##### Data for processing
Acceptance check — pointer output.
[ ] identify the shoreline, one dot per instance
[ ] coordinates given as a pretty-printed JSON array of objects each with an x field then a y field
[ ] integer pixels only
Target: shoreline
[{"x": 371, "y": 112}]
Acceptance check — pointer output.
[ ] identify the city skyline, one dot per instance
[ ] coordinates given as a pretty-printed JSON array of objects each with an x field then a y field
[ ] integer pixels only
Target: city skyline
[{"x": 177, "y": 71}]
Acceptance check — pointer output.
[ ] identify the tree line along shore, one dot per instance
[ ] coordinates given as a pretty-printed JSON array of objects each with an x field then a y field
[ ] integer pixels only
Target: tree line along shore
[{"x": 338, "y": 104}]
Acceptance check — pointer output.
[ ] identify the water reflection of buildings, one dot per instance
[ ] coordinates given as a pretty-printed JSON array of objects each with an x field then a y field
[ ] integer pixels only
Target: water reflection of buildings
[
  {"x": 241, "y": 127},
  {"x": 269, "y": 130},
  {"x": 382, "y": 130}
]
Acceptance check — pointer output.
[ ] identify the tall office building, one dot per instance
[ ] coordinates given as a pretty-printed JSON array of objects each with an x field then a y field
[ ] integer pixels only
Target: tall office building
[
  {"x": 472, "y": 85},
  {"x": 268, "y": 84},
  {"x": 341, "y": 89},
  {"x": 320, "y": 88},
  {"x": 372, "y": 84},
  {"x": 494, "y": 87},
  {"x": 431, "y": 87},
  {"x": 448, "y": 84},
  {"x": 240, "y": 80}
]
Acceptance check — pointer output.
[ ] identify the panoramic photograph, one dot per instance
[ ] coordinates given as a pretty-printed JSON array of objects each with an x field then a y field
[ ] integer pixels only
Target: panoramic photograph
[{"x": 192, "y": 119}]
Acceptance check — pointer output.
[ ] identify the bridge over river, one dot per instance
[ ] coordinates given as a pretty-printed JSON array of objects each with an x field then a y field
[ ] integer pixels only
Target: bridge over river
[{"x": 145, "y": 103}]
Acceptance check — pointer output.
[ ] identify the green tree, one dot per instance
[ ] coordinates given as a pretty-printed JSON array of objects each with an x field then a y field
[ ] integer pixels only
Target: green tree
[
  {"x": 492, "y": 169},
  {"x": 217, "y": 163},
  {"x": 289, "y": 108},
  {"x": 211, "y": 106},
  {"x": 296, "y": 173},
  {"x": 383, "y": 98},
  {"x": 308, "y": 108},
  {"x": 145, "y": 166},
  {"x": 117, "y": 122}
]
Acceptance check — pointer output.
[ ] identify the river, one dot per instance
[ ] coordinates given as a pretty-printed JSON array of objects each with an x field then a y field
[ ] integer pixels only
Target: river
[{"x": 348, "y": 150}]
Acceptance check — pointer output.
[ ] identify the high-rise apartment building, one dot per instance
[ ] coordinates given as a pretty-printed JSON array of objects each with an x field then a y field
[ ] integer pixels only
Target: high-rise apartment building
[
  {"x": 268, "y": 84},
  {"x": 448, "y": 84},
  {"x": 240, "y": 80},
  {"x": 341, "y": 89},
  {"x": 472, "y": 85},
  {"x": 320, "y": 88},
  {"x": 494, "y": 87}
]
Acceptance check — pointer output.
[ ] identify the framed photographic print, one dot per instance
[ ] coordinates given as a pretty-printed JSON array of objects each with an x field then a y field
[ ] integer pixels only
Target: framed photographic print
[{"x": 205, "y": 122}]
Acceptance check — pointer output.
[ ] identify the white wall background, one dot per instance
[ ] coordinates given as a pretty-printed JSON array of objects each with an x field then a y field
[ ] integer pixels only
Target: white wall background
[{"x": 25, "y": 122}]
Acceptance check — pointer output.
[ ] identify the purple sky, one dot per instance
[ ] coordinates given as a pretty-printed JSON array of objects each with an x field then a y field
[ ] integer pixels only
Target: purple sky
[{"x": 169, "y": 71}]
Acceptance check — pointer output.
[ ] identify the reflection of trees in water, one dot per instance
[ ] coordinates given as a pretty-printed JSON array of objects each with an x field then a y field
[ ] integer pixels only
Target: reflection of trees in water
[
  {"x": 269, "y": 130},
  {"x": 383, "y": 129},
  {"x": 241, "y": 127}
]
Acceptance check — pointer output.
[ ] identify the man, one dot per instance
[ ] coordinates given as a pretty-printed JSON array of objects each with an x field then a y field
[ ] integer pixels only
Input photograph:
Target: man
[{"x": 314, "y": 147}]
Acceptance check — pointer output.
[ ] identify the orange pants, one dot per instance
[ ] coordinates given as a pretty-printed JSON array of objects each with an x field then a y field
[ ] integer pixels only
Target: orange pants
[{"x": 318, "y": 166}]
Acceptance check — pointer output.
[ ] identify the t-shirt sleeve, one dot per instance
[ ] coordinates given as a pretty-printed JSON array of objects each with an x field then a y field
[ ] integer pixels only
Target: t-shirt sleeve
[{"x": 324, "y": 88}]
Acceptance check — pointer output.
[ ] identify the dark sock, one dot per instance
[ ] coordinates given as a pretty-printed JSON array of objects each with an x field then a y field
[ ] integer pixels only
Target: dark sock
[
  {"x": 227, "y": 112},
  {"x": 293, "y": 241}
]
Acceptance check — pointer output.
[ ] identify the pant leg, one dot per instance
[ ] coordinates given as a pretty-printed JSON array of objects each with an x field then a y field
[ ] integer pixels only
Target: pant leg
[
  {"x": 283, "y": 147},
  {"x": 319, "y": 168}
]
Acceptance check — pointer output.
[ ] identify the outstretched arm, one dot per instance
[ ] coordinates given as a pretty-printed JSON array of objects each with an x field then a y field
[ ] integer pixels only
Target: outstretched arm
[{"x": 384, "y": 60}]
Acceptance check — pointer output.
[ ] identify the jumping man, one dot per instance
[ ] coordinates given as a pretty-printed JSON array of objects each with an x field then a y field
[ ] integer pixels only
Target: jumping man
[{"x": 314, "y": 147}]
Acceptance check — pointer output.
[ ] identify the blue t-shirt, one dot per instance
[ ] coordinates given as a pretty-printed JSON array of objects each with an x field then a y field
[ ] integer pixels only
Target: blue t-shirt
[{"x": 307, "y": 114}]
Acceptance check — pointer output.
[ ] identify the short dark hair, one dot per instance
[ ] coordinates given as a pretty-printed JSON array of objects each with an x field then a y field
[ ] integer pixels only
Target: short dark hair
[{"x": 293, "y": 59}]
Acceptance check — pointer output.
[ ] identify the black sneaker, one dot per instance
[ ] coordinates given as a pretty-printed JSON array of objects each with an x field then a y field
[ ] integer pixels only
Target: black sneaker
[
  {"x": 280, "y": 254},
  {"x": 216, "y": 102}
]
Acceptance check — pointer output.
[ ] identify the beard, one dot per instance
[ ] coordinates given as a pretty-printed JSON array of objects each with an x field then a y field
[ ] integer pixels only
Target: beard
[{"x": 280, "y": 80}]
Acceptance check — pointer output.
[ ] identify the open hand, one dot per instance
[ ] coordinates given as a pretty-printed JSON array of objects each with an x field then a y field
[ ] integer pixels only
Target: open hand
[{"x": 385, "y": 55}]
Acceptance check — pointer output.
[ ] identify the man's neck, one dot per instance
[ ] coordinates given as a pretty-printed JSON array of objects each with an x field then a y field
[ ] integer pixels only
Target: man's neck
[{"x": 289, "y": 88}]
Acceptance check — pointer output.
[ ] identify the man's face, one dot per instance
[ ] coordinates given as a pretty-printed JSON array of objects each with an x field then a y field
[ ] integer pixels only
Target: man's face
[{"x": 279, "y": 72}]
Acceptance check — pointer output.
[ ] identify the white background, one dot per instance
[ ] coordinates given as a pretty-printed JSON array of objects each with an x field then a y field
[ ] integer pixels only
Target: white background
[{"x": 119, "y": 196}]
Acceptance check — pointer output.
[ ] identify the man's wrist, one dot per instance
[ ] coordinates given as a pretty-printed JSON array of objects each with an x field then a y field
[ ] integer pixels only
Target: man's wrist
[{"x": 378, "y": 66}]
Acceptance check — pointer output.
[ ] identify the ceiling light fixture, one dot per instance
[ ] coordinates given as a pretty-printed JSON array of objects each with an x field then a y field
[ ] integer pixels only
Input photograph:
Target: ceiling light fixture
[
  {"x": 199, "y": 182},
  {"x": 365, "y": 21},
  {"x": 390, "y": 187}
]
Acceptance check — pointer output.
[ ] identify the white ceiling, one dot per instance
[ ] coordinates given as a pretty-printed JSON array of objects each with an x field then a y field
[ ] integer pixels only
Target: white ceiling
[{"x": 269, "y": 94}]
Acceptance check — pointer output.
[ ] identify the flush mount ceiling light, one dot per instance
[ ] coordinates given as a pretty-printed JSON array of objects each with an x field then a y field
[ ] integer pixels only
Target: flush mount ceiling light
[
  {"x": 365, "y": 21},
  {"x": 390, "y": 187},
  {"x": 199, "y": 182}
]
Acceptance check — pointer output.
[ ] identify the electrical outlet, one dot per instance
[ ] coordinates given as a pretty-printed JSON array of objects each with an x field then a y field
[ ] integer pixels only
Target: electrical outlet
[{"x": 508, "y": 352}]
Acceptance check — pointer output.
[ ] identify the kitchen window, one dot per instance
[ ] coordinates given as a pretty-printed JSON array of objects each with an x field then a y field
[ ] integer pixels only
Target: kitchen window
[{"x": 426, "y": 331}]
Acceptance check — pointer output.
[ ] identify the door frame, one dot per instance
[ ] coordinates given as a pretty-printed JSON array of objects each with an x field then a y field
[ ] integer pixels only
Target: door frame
##########
**Exercise aim:** Copy exactly the opening line of the material, the line bearing "[ ] identify the water", and every line between them. Include nothing else.

**Written answer:**
Acceptance check — pointer output.
[ ] identify the shoreline, one dot per instance
[ ] coordinates given as a pretty-printed JSON array of objects each with an x field then a y field
[ ] integer pixels only
Target: shoreline
[{"x": 371, "y": 112}]
Acceptance check — pointer output.
[ ] identify the city skyline, one dot per instance
[ ] coordinates given as a pretty-printed JSON array of objects each with an x field then a y field
[ ] integer pixels only
Target: city skyline
[{"x": 177, "y": 71}]
Acceptance check — pointer output.
[ ] identify the tree line along shore, one dot per instance
[ ] coordinates given as a pretty-printed JSON array of objects each with an x field then a y field
[ ] integer pixels only
Target: tree line along shore
[{"x": 338, "y": 104}]
Acceptance check — pointer output.
[ ] identify the water reflection of buildings, one dot per instance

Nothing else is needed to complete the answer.